**The records:**
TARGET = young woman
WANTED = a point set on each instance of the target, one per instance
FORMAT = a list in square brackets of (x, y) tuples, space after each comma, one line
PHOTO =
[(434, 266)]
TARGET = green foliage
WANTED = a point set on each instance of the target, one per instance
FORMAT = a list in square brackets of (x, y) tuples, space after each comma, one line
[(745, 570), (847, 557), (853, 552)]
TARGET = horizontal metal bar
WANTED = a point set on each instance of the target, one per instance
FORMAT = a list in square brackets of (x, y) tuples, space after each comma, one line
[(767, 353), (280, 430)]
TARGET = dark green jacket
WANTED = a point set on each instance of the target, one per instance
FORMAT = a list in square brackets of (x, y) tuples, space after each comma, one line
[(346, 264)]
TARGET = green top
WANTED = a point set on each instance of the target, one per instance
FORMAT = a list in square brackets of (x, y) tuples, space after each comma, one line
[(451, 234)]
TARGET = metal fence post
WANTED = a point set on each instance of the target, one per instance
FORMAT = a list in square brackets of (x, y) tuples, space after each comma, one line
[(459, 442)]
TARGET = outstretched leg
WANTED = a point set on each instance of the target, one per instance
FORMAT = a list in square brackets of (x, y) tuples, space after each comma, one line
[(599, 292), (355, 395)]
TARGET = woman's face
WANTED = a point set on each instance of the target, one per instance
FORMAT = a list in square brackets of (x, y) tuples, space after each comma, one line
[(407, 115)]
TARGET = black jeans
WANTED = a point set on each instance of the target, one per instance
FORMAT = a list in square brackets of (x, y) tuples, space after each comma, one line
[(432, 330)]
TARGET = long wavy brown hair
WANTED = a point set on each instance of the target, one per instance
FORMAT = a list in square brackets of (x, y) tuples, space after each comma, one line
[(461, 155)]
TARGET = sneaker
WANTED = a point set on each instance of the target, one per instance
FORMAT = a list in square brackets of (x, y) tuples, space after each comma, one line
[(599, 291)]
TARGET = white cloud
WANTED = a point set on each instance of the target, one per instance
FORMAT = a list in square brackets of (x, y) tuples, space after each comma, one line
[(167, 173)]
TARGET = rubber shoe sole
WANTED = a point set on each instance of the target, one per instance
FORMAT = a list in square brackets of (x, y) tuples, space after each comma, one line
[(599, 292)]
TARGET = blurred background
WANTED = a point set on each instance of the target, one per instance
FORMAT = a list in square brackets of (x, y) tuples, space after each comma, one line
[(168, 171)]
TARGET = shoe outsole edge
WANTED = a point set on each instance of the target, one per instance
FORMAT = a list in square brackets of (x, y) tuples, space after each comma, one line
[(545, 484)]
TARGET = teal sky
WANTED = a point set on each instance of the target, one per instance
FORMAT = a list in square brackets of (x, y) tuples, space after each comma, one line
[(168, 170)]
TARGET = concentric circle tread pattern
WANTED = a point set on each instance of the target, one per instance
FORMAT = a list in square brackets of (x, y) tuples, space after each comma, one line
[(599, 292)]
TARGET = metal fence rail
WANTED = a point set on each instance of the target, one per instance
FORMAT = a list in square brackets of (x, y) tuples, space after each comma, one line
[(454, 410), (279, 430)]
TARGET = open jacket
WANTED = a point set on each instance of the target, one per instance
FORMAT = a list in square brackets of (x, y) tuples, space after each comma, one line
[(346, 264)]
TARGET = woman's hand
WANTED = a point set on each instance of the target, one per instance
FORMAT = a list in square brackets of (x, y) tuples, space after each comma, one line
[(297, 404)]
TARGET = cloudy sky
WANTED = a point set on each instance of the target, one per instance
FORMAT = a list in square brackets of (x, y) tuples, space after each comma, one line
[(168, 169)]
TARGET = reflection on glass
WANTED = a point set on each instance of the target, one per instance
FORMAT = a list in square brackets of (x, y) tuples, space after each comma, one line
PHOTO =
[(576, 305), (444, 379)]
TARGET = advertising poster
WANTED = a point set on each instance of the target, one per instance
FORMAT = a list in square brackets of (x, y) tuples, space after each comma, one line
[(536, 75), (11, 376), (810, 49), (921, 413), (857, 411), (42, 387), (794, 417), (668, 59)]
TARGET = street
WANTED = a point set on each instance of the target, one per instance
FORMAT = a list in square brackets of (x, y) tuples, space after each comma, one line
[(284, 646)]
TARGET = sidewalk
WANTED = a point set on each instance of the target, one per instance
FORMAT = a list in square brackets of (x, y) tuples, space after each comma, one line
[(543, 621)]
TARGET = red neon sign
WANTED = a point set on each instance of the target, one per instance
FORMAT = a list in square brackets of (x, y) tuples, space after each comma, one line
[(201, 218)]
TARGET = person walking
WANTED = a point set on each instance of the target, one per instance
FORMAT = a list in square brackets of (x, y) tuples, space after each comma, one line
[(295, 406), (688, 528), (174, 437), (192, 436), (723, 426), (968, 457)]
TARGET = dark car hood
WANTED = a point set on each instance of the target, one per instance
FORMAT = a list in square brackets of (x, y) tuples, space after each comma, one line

**What this task involves:**
Copy all of the records above word for word, line for line, with no changes.

**Answer to the task:**
TARGET = young woman
WANTED = a point set on each instance of the target, one per instance
FORMAT = a list in square brackets of (x, y) tuples, space after each comma, one line
PHOTO =
[(434, 266)]
TARGET = green foliage
WANTED = a point set on each instance of the target, one per instance
FORMAT = a list in square brackets of (x, y) tuples, space after each comma, one line
[(745, 570), (847, 557), (853, 552)]
TARGET = horizontal metal bar
WANTED = a point set on each instance of the target, one per instance
FORMAT = a list in square brackets of (x, y) tuples, space after each comma, one line
[(767, 353), (280, 430)]
TARGET = dark green jacket
WANTED = a point set on each instance of the target, one per instance
FORMAT = a list in square brackets of (x, y) tuples, space after each comma, one line
[(346, 264)]
TARGET = green top
WANTED = a point set on each instance of the target, one per instance
FORMAT = a list in square brackets of (x, y) tuples, space after each comma, one line
[(451, 234)]
TARGET = metal fence post
WANTED = a point set on each instance of the target, one per instance
FORMAT = a list in square brackets of (x, y) tuples, space after each comma, one line
[(459, 442)]
TARGET = outstretched leg
WANTED = a point set on each instance of the target, one per instance
FORMAT = a list in square brackets of (x, y) tuples, space after each comma, one line
[(599, 292), (355, 395)]
TARGET = woman's face
WANTED = a point set on each instance of the target, one per instance
FORMAT = a list in square brackets of (x, y) tuples, space after each comma, one line
[(407, 115)]
TARGET = black jeans
WANTED = a point set on each instance of the target, one per instance
FORMAT = a list in square brackets of (x, y) tuples, space after each comma, one line
[(432, 330)]
TARGET = long wavy brown hair
WANTED = a point set on each instance of the target, one per instance
FORMAT = a list in square brackets of (x, y) tuples, space after each comma, one line
[(461, 155)]
TARGET = sneaker
WANTED = a point set on each instance of the target, one per instance
FORMAT = a list in square brackets of (x, y) tuples, space after each comma, one line
[(599, 291)]
TARGET = white cloud
WANTED = a point set on each instance of the target, one per instance
FORMAT = a list in square brackets of (x, y) tuples, space after each comma, one line
[(167, 173)]
TARGET = rubber shoe sole
WANTED = a point set on each instance of the target, one per instance
FORMAT = a list in square brackets of (x, y) tuples, space after each comma, one line
[(599, 292)]
TARGET = blurred background
WANTED = a point set on each instance of the target, one per instance
FORMAT = a list in square brackets of (x, y) tuples, space after each comma, one line
[(168, 171)]
TARGET = shoe outsole edge
WANTED = a point set on each instance of the target, one per instance
FORMAT = a list in square brackets of (x, y) tuples, space after each comma, one line
[(545, 484)]
TARGET = teal sky
WANTED = a point set on each instance of the target, one per instance
FORMAT = a list in square brackets of (x, y) tuples, space after each comma, one line
[(168, 170)]
TARGET = concentric circle tread pattern
WANTED = a point set on each instance of the target, one per instance
FORMAT = a list in square brackets of (x, y) tuples, space after each comma, one line
[(599, 292)]
TARGET = metal fence rail
WANTED = a point set on each instance of the target, one per instance
FORMAT = a list in square brackets of (x, y) tuples, space after each comma, one line
[(454, 410), (279, 430)]
TARGET = open jacket
WANTED = a point set on each instance of the target, one per instance
FORMAT = a list in square brackets of (x, y) tuples, space after each comma, one line
[(346, 264)]
TARGET = woman's hand
WANTED = a point set on each instance of the target, one per instance
FORMAT = a list in square brackets of (x, y) tuples, space after each comma, one line
[(297, 404)]
TARGET = cloudy sky
WANTED = a point set on each instance of the target, one per instance
FORMAT = a list in square brackets of (x, y) tuples, space after each comma, one line
[(168, 169)]
TARGET = reflection on glass
WANTED = a point set on each instance of the target, one per instance
FORMAT = a list in square brackets of (x, y) tuples, space after each comma, one line
PHOTO =
[(576, 305), (444, 379)]
TARGET = advertising poster
WANTED = a point set on each instance of the target, one per instance
FORMAT = a list in square brackets of (x, y) tuples, space after each comma, one line
[(536, 75), (11, 376), (810, 49), (921, 413), (857, 411), (42, 387), (794, 417), (668, 59)]
TARGET = street
WANTED = a point set on each instance of the target, one per instance
FORMAT = a list in square brackets of (x, y) tuples, space after each comma, one line
[(284, 646)]
TARGET = sidewalk
WANTED = a point set on each instance of the target, one per instance
FORMAT = a list in square brackets of (x, y) tuples, space after each comma, one line
[(543, 621)]
TARGET = red neon sign
WANTED = a point set on each instance of the target, one per instance
FORMAT = a list in square brackets of (x, y) tuples, space after each comma, one line
[(201, 218)]
TARGET = person walking
WANTED = a point set on each instance of the target, one per instance
FORMAT = a list in square brackets of (x, y) tuples, space after each comma, one line
[(295, 406), (688, 528), (174, 437), (192, 436), (723, 426), (968, 457)]
TARGET = dark car hood
WANTED = a point set on each instance of the target, one per instance
FORMAT = a list in square brackets of (x, y) tuples, space after each comma, one line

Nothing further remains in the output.